> [EXERCISE DIRECTIONS]: Below are some lines of data. Return all of them as they are.

┄┄┄┄┄┄┄┄┄┄

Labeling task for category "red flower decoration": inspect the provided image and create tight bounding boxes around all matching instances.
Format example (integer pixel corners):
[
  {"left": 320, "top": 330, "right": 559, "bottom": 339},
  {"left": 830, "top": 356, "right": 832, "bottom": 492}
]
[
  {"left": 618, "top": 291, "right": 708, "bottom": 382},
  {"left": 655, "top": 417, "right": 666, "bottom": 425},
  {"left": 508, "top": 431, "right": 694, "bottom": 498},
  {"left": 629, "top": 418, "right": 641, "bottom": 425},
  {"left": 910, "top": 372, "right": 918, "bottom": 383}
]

┄┄┄┄┄┄┄┄┄┄

> [REPLY]:
Labeling task for category "red flower decoration": inspect the provided image and create tight bounding boxes around all matching instances.
Format example (integer pixel corners):
[
  {"left": 320, "top": 330, "right": 559, "bottom": 339},
  {"left": 830, "top": 356, "right": 832, "bottom": 492}
]
[
  {"left": 618, "top": 291, "right": 708, "bottom": 382},
  {"left": 655, "top": 417, "right": 666, "bottom": 425},
  {"left": 508, "top": 431, "right": 694, "bottom": 498},
  {"left": 629, "top": 418, "right": 641, "bottom": 425},
  {"left": 910, "top": 372, "right": 918, "bottom": 383}
]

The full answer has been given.